-- START OF Passage provided --

Could you please upload or link to the corresponding measurements?
You may want to lookup Erin's driver tests. While SB Acoustics or Purify perform so and so--see down below the IM graphs, the well renown Dynaudio generates the desired IM at moderate levels, despite being an 8" mid/woof. Especially the lower mids are enriched by IM at way lower levels of bass content.
In another table Doppler is considered, theshold at 20% or so, reached at 22mm of excursion, hence way beyond mechanical destruction. But, as far as I know, the Doppler is linear. To keep IM of Doppler type below 1%, which I would consider close to not bearable anymore, the excursion should not exceed 1mm. That's not that much.
Why is it, that people accept so much IM? Because the concept is a bit more complicated than HD, maybe.
Not all serious listening requires 96db levels . Serious stereo listeners ...

-- END OF Passage provided --
-- START OF Extracted data --

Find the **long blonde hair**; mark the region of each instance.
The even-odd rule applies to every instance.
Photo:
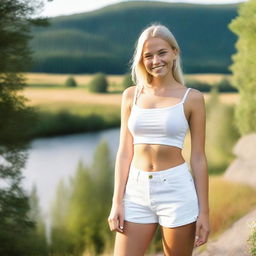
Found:
[[[172,32],[166,26],[163,26],[160,23],[153,23],[144,29],[136,42],[135,51],[131,59],[131,75],[133,82],[136,84],[136,86],[141,88],[150,82],[150,75],[146,71],[142,62],[142,50],[145,41],[154,37],[165,40],[170,44],[172,49],[177,49],[178,56],[175,64],[172,67],[172,73],[174,79],[184,85],[184,76],[181,68],[180,47]]]

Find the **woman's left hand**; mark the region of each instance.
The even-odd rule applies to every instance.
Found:
[[[200,213],[196,222],[196,237],[194,247],[206,243],[210,233],[210,222],[208,213]]]

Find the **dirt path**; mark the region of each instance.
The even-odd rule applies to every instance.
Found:
[[[216,241],[208,241],[204,252],[194,250],[193,256],[250,256],[247,239],[253,221],[256,221],[256,208],[236,221]]]

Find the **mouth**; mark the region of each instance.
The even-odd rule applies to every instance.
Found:
[[[161,65],[161,66],[157,66],[157,67],[153,67],[152,70],[154,69],[161,69],[162,67],[164,67],[165,65]]]

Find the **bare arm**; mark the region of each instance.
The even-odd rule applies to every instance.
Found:
[[[127,182],[129,168],[133,157],[133,137],[128,129],[128,118],[131,112],[131,104],[135,86],[124,90],[121,104],[121,129],[119,148],[115,163],[115,184],[113,204],[121,204]]]
[[[194,246],[200,246],[207,242],[210,233],[208,202],[209,177],[207,159],[205,156],[206,111],[203,94],[194,89],[191,95],[190,104],[190,164],[195,179],[195,187],[199,201],[199,216],[196,222],[196,238]]]
[[[195,178],[195,186],[198,194],[200,213],[209,213],[208,202],[208,167],[205,155],[205,129],[206,111],[204,96],[201,92],[193,90],[191,95],[191,168]]]

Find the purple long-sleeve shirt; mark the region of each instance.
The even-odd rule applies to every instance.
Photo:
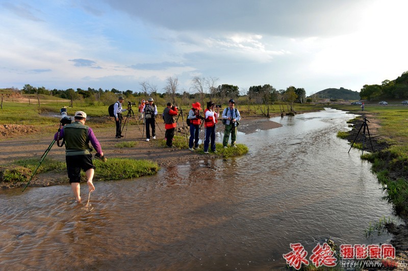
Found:
[[[54,140],[57,140],[57,137],[58,137],[58,132],[55,133],[54,135]],[[97,153],[102,153],[102,148],[100,147],[100,144],[98,141],[98,140],[96,139],[96,137],[95,136],[95,134],[93,133],[93,131],[92,131],[92,128],[90,127],[88,129],[88,137],[89,138],[89,141],[91,142],[91,144],[93,147],[93,148],[95,149],[95,150],[96,151]],[[64,129],[61,129],[61,131],[60,132],[60,139],[61,140],[64,138]]]

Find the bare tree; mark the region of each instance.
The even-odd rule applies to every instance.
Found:
[[[190,89],[198,93],[198,99],[201,104],[203,104],[204,98],[206,97],[205,84],[206,78],[201,76],[194,76],[193,77],[191,87]]]
[[[148,96],[149,93],[148,93],[148,90],[149,89],[150,85],[149,84],[149,82],[147,81],[143,81],[139,83],[139,85],[140,85],[140,87],[142,89],[142,92],[144,93],[145,96]]]
[[[206,85],[208,88],[211,100],[213,99],[217,93],[217,84],[219,80],[219,78],[216,77],[209,77],[205,78]]]
[[[155,85],[150,85],[149,84],[148,85],[148,89],[150,90],[150,95],[155,96],[155,100],[157,100],[157,95],[158,95],[158,93],[157,93],[157,86]]]
[[[173,104],[175,104],[177,87],[178,85],[178,78],[169,76],[166,80],[167,84],[164,87],[164,90],[166,91],[166,94],[170,96]]]

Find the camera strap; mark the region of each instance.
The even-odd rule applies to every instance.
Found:
[[[58,147],[62,147],[65,143],[65,139],[62,139],[62,143],[60,145],[60,133],[61,133],[61,128],[58,128],[58,132],[57,133],[57,145]]]

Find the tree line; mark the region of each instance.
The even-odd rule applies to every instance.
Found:
[[[365,85],[360,91],[364,100],[408,98],[408,71],[392,81],[386,79],[381,85]]]
[[[206,101],[209,100],[218,101],[220,103],[226,103],[230,99],[238,99],[244,97],[248,106],[252,105],[260,109],[262,113],[269,116],[270,109],[275,102],[283,102],[287,104],[287,110],[294,112],[294,103],[303,103],[306,101],[306,92],[303,88],[296,88],[290,86],[286,89],[277,90],[269,84],[263,86],[253,86],[249,90],[240,90],[238,86],[230,84],[219,85],[219,79],[213,77],[194,76],[191,79],[188,91],[181,89],[178,79],[176,77],[169,77],[166,79],[166,85],[162,93],[159,92],[157,86],[143,81],[139,83],[138,92],[130,90],[121,91],[113,88],[111,90],[87,89],[70,88],[67,90],[48,90],[44,87],[35,87],[27,84],[21,90],[23,94],[44,94],[58,97],[62,99],[74,100],[82,100],[95,104],[102,103],[109,105],[114,102],[118,96],[123,96],[128,100],[134,101],[135,98],[147,98],[152,97],[155,100],[163,99],[171,101],[174,104],[185,104],[188,100],[195,99],[205,106]],[[243,93],[243,95],[242,95]],[[279,105],[280,108],[280,105]],[[286,111],[283,109],[281,111]]]

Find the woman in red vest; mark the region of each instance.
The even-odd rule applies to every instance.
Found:
[[[204,141],[204,153],[209,153],[208,148],[210,139],[211,139],[211,151],[217,153],[215,150],[215,126],[218,122],[217,119],[220,116],[220,109],[217,107],[217,112],[213,111],[215,103],[212,101],[207,103],[207,108],[204,111],[205,118],[204,127],[206,127],[205,140]]]
[[[188,113],[187,119],[190,120],[190,141],[188,143],[188,149],[194,151],[194,146],[195,149],[198,148],[198,134],[200,132],[201,120],[204,119],[200,114],[201,104],[197,102],[193,103],[193,108]]]

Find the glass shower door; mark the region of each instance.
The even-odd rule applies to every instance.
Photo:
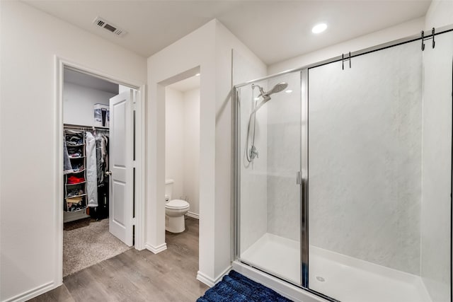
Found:
[[[350,69],[309,71],[312,290],[430,301],[420,272],[422,55],[416,41],[353,57]]]
[[[300,87],[296,72],[236,88],[236,253],[241,262],[298,285]]]

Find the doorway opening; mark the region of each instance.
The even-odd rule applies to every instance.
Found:
[[[142,119],[137,87],[62,67],[64,277],[125,252],[134,245],[134,235],[142,236],[136,231],[142,170],[135,167],[142,158],[136,133]]]
[[[165,87],[166,243],[199,262],[200,74]],[[194,268],[198,268],[198,265]],[[194,279],[197,271],[193,271]]]

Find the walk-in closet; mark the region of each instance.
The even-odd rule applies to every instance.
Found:
[[[70,69],[63,85],[63,277],[130,248],[109,231],[110,100],[128,88]]]

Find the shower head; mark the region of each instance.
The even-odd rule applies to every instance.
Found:
[[[252,112],[251,113],[251,117],[253,113],[256,112],[258,110],[261,108],[261,106],[263,106],[265,103],[270,100],[271,94],[277,93],[282,91],[283,89],[286,88],[288,86],[288,84],[287,83],[285,82],[279,83],[268,92],[264,92],[264,89],[263,89],[263,88],[258,85],[253,84],[252,88],[254,86],[257,86],[260,89],[260,95],[258,96],[261,96],[263,98],[263,100],[255,108],[253,111],[252,111]]]
[[[268,93],[265,93],[265,95],[270,95],[271,94],[279,93],[282,90],[284,90],[285,88],[286,88],[287,87],[288,87],[287,83],[285,83],[285,82],[279,83],[278,84],[275,85],[272,89],[270,89],[269,91],[268,91]]]

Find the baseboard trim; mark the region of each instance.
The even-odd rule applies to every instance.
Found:
[[[222,281],[222,278],[223,278],[226,274],[228,274],[228,273],[231,270],[232,268],[233,267],[231,267],[231,265],[226,267],[222,272],[220,273],[219,276],[217,276],[214,283],[217,284],[217,283],[220,282],[220,281]]]
[[[213,279],[200,271],[197,272],[197,280],[204,283],[210,287],[212,287],[215,284]]]
[[[200,214],[191,211],[187,212],[187,216],[200,220]]]
[[[214,279],[207,277],[206,274],[198,271],[197,272],[197,280],[204,283],[205,284],[207,285],[210,287],[212,287],[215,284],[219,283],[222,280],[222,278],[223,278],[224,276],[227,274],[229,272],[229,271],[231,270],[231,268],[232,267],[231,265],[229,266],[228,267],[226,267],[226,269],[225,269],[225,270],[224,270],[222,273],[220,273],[220,274],[217,276],[217,277],[215,278]]]
[[[55,286],[55,283],[53,281],[47,282],[45,284],[39,286],[38,287],[34,288],[33,289],[30,289],[30,291],[25,291],[23,294],[19,294],[12,298],[4,300],[3,302],[23,302],[28,300],[31,299],[32,298],[35,298],[40,294],[45,293],[46,291],[49,291],[51,289],[53,289],[57,286]]]
[[[149,243],[145,243],[144,244],[144,248],[149,250],[150,252],[154,252],[154,254],[157,254],[159,252],[161,252],[167,249],[167,244],[166,243],[162,243],[161,245],[157,245],[157,246],[152,246],[151,245],[150,245]]]

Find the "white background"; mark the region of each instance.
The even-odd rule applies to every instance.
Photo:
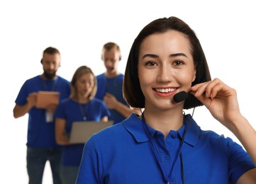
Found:
[[[255,128],[254,88],[256,28],[254,1],[0,1],[1,127],[0,183],[28,183],[28,115],[13,117],[14,100],[25,80],[43,72],[40,60],[49,46],[58,48],[58,74],[71,80],[81,65],[95,74],[104,71],[102,45],[116,42],[121,49],[120,71],[139,31],[162,17],[177,16],[194,29],[204,50],[212,78],[238,91],[240,110]],[[204,107],[194,118],[237,141]],[[52,183],[49,164],[43,183]]]

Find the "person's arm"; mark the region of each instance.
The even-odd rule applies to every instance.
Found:
[[[55,119],[55,139],[60,145],[70,144],[68,137],[65,134],[66,120],[61,118]]]
[[[196,84],[191,90],[213,117],[235,135],[256,166],[256,131],[240,113],[236,91],[218,79]],[[256,168],[245,173],[238,183],[256,183]]]
[[[108,93],[106,93],[104,101],[108,109],[116,110],[126,117],[129,117],[132,113],[135,113],[138,115],[141,114],[139,108],[130,108],[127,107],[126,105],[117,100],[113,95]]]
[[[37,93],[32,93],[29,94],[29,96],[27,98],[27,103],[23,105],[19,105],[18,104],[16,104],[13,110],[13,117],[15,118],[18,118],[20,117],[25,115],[27,113],[28,113],[29,110],[30,110],[30,109],[35,105],[36,96],[37,96]]]

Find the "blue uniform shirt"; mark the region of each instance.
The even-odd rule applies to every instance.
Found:
[[[67,98],[70,94],[69,82],[57,76],[55,80],[44,80],[40,76],[25,81],[15,103],[23,105],[27,103],[28,96],[39,91],[60,92],[60,100]],[[46,122],[45,109],[33,108],[28,112],[27,146],[32,148],[58,147],[55,141],[55,124]]]
[[[166,183],[164,175],[169,173],[172,166],[169,183],[182,183],[177,152],[189,121],[182,149],[185,183],[235,183],[245,172],[255,167],[241,146],[212,131],[201,130],[189,115],[184,117],[184,125],[178,131],[170,131],[165,139],[162,133],[148,125],[152,135],[148,137],[143,122],[133,113],[87,141],[77,184]]]
[[[65,131],[70,133],[72,125],[75,121],[84,121],[83,113],[81,112],[79,103],[70,98],[60,101],[55,116],[66,120]],[[110,113],[103,101],[94,98],[87,103],[81,104],[84,110],[87,121],[100,121]],[[85,122],[86,123],[86,122]],[[63,146],[62,164],[65,166],[79,167],[84,144],[77,144]]]
[[[128,107],[123,97],[123,74],[120,74],[116,77],[109,79],[106,77],[105,74],[101,74],[97,76],[96,79],[97,91],[95,98],[103,100],[103,98],[107,92],[113,95],[119,102]],[[109,120],[113,120],[113,124],[121,122],[126,119],[126,117],[115,110],[110,109],[109,111],[111,113],[109,117]]]

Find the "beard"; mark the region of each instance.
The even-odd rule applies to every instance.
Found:
[[[43,75],[48,80],[52,80],[56,76],[56,71],[53,73],[48,72],[47,71],[43,71]]]

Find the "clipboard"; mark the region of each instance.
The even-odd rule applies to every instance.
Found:
[[[92,134],[113,125],[113,121],[74,122],[69,134],[69,143],[84,144]]]
[[[45,108],[50,104],[59,104],[60,93],[57,91],[39,91],[36,97],[35,107]]]

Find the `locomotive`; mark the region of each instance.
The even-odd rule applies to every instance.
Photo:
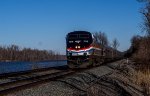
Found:
[[[66,36],[66,56],[69,68],[87,68],[119,58],[119,51],[97,44],[88,31],[73,31]]]

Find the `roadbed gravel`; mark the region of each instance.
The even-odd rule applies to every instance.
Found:
[[[144,96],[132,82],[135,70],[130,63],[108,63],[7,96]]]

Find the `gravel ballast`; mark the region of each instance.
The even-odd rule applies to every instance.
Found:
[[[133,71],[120,60],[7,96],[144,96],[132,84]]]

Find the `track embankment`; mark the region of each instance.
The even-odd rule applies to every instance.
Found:
[[[144,96],[132,62],[120,60],[7,96]]]

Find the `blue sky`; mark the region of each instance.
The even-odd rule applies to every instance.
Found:
[[[119,50],[141,34],[142,4],[136,0],[0,0],[0,45],[65,54],[65,36],[74,30],[105,32]]]

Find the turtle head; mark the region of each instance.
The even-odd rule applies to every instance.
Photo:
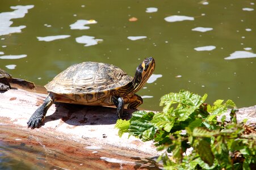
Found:
[[[152,75],[155,67],[154,60],[152,57],[146,58],[137,67],[137,73],[141,74],[141,79],[146,81]]]
[[[137,67],[133,81],[135,92],[142,87],[152,75],[155,65],[154,58],[149,57],[145,58],[143,62]]]

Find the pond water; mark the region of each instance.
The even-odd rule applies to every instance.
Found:
[[[160,98],[181,89],[208,94],[208,103],[255,105],[254,3],[2,0],[0,67],[43,86],[74,63],[106,62],[133,75],[153,57],[154,74],[138,92],[142,108],[161,110]]]
[[[185,89],[207,102],[256,101],[254,1],[1,1],[0,67],[44,85],[69,66],[109,63],[133,76],[153,57],[141,108]]]

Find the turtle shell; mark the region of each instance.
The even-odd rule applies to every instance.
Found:
[[[70,66],[45,87],[58,95],[109,94],[110,90],[117,90],[131,81],[131,76],[112,65],[85,62]]]

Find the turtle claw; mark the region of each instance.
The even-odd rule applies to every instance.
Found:
[[[33,117],[32,116],[28,121],[27,122],[28,125],[28,128],[31,128],[33,129],[36,128],[39,128],[39,126],[41,124],[43,119],[41,117]]]

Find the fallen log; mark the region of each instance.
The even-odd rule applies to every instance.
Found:
[[[15,86],[12,84],[12,87]],[[37,145],[46,149],[55,148],[68,153],[71,149],[79,154],[81,151],[85,152],[88,149],[98,152],[103,150],[104,154],[101,156],[123,158],[125,160],[123,160],[123,164],[133,163],[133,166],[137,164],[129,158],[158,155],[151,142],[142,142],[133,137],[128,138],[127,135],[119,137],[118,130],[114,128],[117,116],[116,109],[114,108],[56,103],[49,109],[43,126],[35,129],[27,128],[28,120],[42,104],[47,96],[46,91],[43,88],[28,91],[18,87],[0,92],[1,141],[9,143],[11,136],[21,140],[12,142]],[[129,113],[134,112],[127,111]],[[74,151],[72,147],[74,146],[79,148],[79,151]],[[127,158],[127,155],[129,156]],[[66,168],[63,164],[58,166]]]
[[[118,130],[114,128],[117,119],[116,109],[111,107],[56,103],[49,109],[42,126],[33,130],[28,129],[27,121],[42,104],[47,96],[46,91],[38,87],[26,90],[20,89],[20,86],[12,84],[12,87],[14,88],[0,93],[0,139],[4,142],[10,143],[11,141],[14,142],[14,140],[25,144],[37,145],[45,151],[54,148],[72,156],[78,156],[77,154],[81,156],[83,153],[88,154],[86,151],[88,149],[96,150],[97,152],[100,150],[102,152],[103,149],[104,154],[101,156],[107,155],[112,158],[123,158],[119,163],[132,165],[129,168],[127,167],[128,169],[138,165],[136,161],[129,158],[152,158],[159,154],[150,141],[142,142],[133,137],[128,138],[128,134],[120,138]],[[132,110],[126,111],[130,113],[134,112]],[[228,113],[225,114],[228,121]],[[238,121],[247,118],[247,124],[255,124],[256,105],[239,109],[237,118]],[[14,139],[11,141],[10,136]],[[22,141],[20,142],[15,139],[20,139]],[[103,160],[109,160],[106,156],[101,158]],[[51,162],[51,159],[48,161]],[[57,163],[54,162],[52,164],[56,165]],[[143,166],[148,165],[145,164]],[[63,162],[57,164],[58,166],[66,167]],[[158,169],[157,164],[153,167]]]

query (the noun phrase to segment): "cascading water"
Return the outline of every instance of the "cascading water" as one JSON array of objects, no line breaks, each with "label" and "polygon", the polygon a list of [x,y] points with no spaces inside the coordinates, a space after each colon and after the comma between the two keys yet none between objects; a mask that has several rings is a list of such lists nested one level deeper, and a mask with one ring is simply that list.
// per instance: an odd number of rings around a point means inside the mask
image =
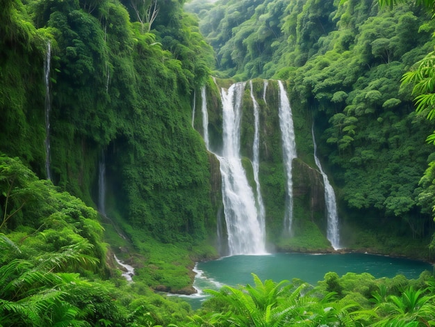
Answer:
[{"label": "cascading water", "polygon": [[98,211],[106,216],[106,158],[104,151],[98,164]]},{"label": "cascading water", "polygon": [[[223,148],[222,155],[216,154],[216,157],[220,164],[229,255],[266,253],[264,219],[257,212],[254,192],[239,154],[240,106],[245,86],[245,83],[237,83],[227,91],[221,90]],[[202,96],[203,127],[206,131],[208,121],[205,117],[208,115],[204,113],[205,91]],[[204,131],[208,147],[208,134]]]},{"label": "cascading water", "polygon": [[47,53],[44,62],[44,82],[45,83],[45,171],[47,179],[51,180],[50,173],[50,111],[51,102],[50,98],[50,66],[51,61],[51,43],[47,43]]},{"label": "cascading water", "polygon": [[311,129],[313,134],[313,143],[314,144],[314,161],[319,168],[320,173],[323,177],[323,184],[325,185],[325,202],[327,206],[327,238],[331,242],[331,245],[334,250],[338,250],[340,246],[340,233],[338,230],[338,215],[337,214],[337,203],[336,201],[336,194],[334,189],[329,183],[328,176],[323,171],[320,161],[317,157],[317,145],[315,144],[315,138],[314,138],[314,126]]},{"label": "cascading water", "polygon": [[201,88],[201,97],[202,97],[202,102],[201,106],[201,110],[202,113],[202,129],[204,135],[204,141],[206,143],[206,147],[210,150],[210,142],[208,141],[208,113],[207,112],[207,97],[206,95],[206,86],[204,86]]},{"label": "cascading water", "polygon": [[197,108],[197,90],[193,91],[193,104],[192,105],[192,128],[195,129],[195,111]]},{"label": "cascading water", "polygon": [[295,141],[295,129],[293,118],[290,106],[287,93],[281,81],[279,86],[279,127],[282,138],[282,152],[284,169],[287,177],[286,208],[284,216],[284,231],[291,235],[293,220],[293,182],[292,177],[292,165],[293,159],[297,157],[296,142]]},{"label": "cascading water", "polygon": [[260,166],[260,113],[259,106],[252,90],[252,81],[249,81],[251,88],[251,99],[254,104],[254,143],[252,144],[252,168],[254,170],[254,180],[256,186],[256,201],[258,207],[258,220],[260,224],[265,224],[265,209],[261,196],[260,180],[258,178],[258,170]]}]

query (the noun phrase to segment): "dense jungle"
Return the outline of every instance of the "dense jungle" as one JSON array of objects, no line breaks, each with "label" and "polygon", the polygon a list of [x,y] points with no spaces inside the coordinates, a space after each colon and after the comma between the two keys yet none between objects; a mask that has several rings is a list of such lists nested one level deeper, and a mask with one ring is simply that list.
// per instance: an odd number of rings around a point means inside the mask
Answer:
[{"label": "dense jungle", "polygon": [[[432,271],[331,271],[316,285],[253,274],[195,310],[167,296],[194,293],[195,263],[227,254],[211,149],[224,134],[220,89],[236,82],[246,82],[240,152],[253,189],[251,95],[261,109],[269,250],[336,252],[315,148],[336,195],[340,252],[435,261],[434,1],[0,8],[0,326],[435,326]],[[277,80],[297,152],[291,234]]]}]

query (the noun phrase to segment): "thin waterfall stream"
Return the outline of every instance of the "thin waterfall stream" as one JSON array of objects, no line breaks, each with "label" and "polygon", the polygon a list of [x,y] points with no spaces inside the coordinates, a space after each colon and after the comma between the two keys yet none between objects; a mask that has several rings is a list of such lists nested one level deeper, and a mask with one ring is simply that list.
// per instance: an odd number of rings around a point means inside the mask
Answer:
[{"label": "thin waterfall stream", "polygon": [[338,214],[337,213],[337,202],[336,200],[336,194],[334,189],[329,182],[328,176],[323,171],[320,160],[317,157],[317,145],[315,143],[315,138],[314,137],[314,125],[311,129],[313,134],[313,143],[314,145],[314,161],[319,168],[319,170],[323,177],[323,184],[325,185],[325,203],[327,207],[327,238],[331,242],[331,245],[334,250],[341,248],[340,246],[340,231],[338,229]]},{"label": "thin waterfall stream", "polygon": [[254,170],[254,180],[256,188],[256,202],[258,212],[258,223],[263,230],[265,230],[265,210],[264,202],[261,196],[261,187],[258,177],[258,170],[260,167],[260,106],[255,99],[254,91],[252,90],[252,81],[249,81],[251,90],[251,99],[254,105],[254,143],[252,144],[252,168]]},{"label": "thin waterfall stream", "polygon": [[[124,239],[126,237],[117,228],[112,219],[107,216],[106,214],[106,155],[104,150],[101,150],[101,156],[98,163],[98,211],[100,214],[107,221],[110,221],[118,234]],[[133,281],[132,277],[134,276],[134,267],[124,263],[120,260],[116,255],[113,255],[115,261],[122,267],[122,276],[129,282]]]},{"label": "thin waterfall stream", "polygon": [[282,138],[282,152],[284,164],[287,177],[286,208],[284,216],[284,231],[292,234],[292,225],[293,221],[293,182],[292,176],[292,166],[293,159],[297,157],[296,142],[295,140],[295,129],[293,118],[290,106],[287,93],[281,81],[278,81],[279,86],[279,127]]},{"label": "thin waterfall stream", "polygon": [[106,158],[103,150],[98,168],[98,211],[106,216]]},{"label": "thin waterfall stream", "polygon": [[51,180],[50,172],[50,111],[51,99],[50,97],[50,67],[51,65],[51,43],[47,42],[47,53],[44,62],[44,82],[45,84],[45,171],[47,179]]},{"label": "thin waterfall stream", "polygon": [[201,88],[201,97],[202,99],[201,110],[202,113],[202,129],[204,141],[206,143],[206,148],[210,150],[210,142],[208,141],[208,113],[207,112],[207,96],[206,94],[206,86]]}]

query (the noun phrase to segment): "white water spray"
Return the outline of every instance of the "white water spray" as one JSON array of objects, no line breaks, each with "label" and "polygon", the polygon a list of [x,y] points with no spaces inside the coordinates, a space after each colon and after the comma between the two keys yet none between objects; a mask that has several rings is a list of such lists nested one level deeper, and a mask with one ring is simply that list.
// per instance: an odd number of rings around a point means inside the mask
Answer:
[{"label": "white water spray", "polygon": [[204,141],[206,143],[206,148],[210,150],[210,142],[208,141],[208,113],[207,112],[207,96],[206,94],[206,86],[204,86],[201,88],[201,97],[202,102],[201,110],[202,113],[202,129]]},{"label": "white water spray", "polygon": [[252,81],[249,81],[251,88],[251,99],[254,105],[254,143],[252,144],[252,168],[254,170],[254,180],[256,186],[256,201],[258,207],[258,221],[260,225],[264,229],[265,223],[265,211],[263,197],[261,196],[261,188],[258,178],[258,170],[260,167],[260,113],[259,106],[252,90]]},{"label": "white water spray", "polygon": [[290,106],[287,93],[281,81],[279,85],[279,127],[282,138],[282,152],[284,169],[287,177],[286,208],[284,216],[284,231],[291,235],[293,221],[293,182],[292,177],[292,166],[293,159],[297,157],[296,142],[295,141],[295,129],[293,118]]},{"label": "white water spray", "polygon": [[126,279],[127,281],[132,282],[133,281],[132,277],[134,276],[134,268],[130,266],[129,264],[126,264],[122,262],[116,257],[116,255],[114,255],[114,256],[115,256],[115,260],[116,260],[117,263],[125,269],[125,271],[122,272],[122,276],[125,279]]},{"label": "white water spray", "polygon": [[195,129],[195,111],[197,108],[197,90],[193,91],[193,104],[192,104],[192,128]]},{"label": "white water spray", "polygon": [[[222,89],[223,148],[220,164],[222,202],[230,255],[265,254],[264,221],[257,212],[254,192],[240,157],[241,104],[245,83]],[[203,98],[204,99],[204,98]]]},{"label": "white water spray", "polygon": [[106,158],[104,151],[98,164],[98,211],[106,216]]},{"label": "white water spray", "polygon": [[50,66],[51,62],[51,43],[47,43],[47,53],[44,62],[44,82],[45,83],[45,171],[47,179],[51,180],[50,173],[50,111],[51,100],[50,98]]},{"label": "white water spray", "polygon": [[329,183],[328,176],[323,171],[320,161],[317,157],[317,145],[314,138],[314,126],[313,126],[311,133],[313,134],[313,143],[314,144],[314,161],[323,177],[323,184],[325,185],[325,202],[327,206],[327,238],[331,242],[334,249],[338,250],[341,247],[340,246],[340,231],[338,230],[338,215],[337,214],[336,194],[331,183]]}]

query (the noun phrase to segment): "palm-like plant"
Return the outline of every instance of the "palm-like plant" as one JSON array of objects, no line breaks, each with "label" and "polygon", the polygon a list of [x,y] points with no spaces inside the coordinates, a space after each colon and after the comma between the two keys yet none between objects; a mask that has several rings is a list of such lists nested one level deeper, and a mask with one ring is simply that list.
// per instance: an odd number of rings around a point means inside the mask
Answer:
[{"label": "palm-like plant", "polygon": [[424,295],[425,291],[410,287],[400,296],[388,296],[375,308],[386,317],[373,326],[434,326],[434,296]]},{"label": "palm-like plant", "polygon": [[[0,243],[3,247],[13,244],[4,235]],[[0,267],[0,326],[86,326],[78,319],[80,310],[64,298],[72,287],[88,285],[79,274],[55,271],[76,262],[95,264],[96,259],[81,253],[90,246],[74,244],[60,253],[14,259]]]},{"label": "palm-like plant", "polygon": [[224,286],[220,291],[207,292],[223,303],[221,312],[195,316],[192,326],[356,326],[359,318],[352,316],[356,304],[343,305],[335,301],[336,294],[311,294],[311,286],[288,280],[262,282],[253,274],[255,287]]}]

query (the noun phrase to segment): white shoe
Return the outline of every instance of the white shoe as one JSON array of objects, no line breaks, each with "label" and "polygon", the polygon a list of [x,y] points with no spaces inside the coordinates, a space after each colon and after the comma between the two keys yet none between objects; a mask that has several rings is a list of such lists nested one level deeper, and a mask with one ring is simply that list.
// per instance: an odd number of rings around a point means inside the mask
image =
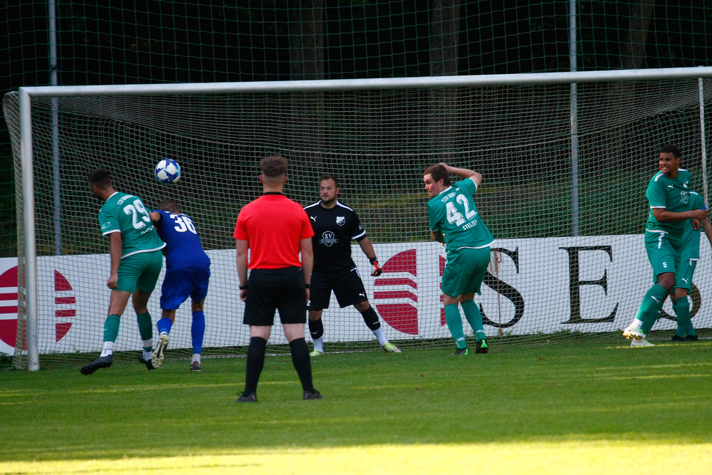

-- END OF Extracted data --

Actions to take =
• 1. Put the entries from the line with "Find the glass" to the line with "[[[300,87],[296,72],[236,88],[236,253],[241,262],[298,285]]]" into a two-column CSV with the columns wording and answer. Give one row per item, with its wording and its answer each in a single quoted field and line breaks replaced by spaces, and leave the pictures out.
• 2. Continue the post on speaker intermodulation distortion from where it stops.

Responses to the exercise =
• 1.
wording,answer
"Find the glass shower door; mark the region of each instance. The even-odd rule applies to every instance. Photo: Found:","[[[350,69],[309,71],[312,290],[430,301],[420,272],[422,55],[416,41],[353,57]]] [[[300,87],[296,72],[236,88],[236,253],[241,262],[298,285]]]"

• 2.
Sure! I not only recently got to listen to quite unusual musical content, though. Standard music, as often used for tests and then after to entertain guests isn't as sensitive to a flattening out of short spikes in amplitude with howling noises. Overprocessed as it is anyway. I don't speak the word of highend-ish blahblahblah. It is the feel of a vanishing loudspeaker not only in stereo-imagery, but in very aspect from white sheet tonality to rock solid dynamics, again all in every frequency range without any exception. Just no flaw to be unconciously excused. Of course it adjusts the focus on inherent draw-backs in the priciples of stereo recording/mixing itself ;-)
In a nutshell: remember non-linear distortion as a relevant workfield
Add.: an ethusiast should have a measuring microphone; measure the IM of a 80Hz tone with a simultanously played 1kHz tone; repeat with a 2kHz tone; comments are appreciated
The IM of specifically a coax, namely woofer cone moving, tweet radiating through it, as was mentioned here several times, isn't the thing, it's the IM itself everywhere ;-)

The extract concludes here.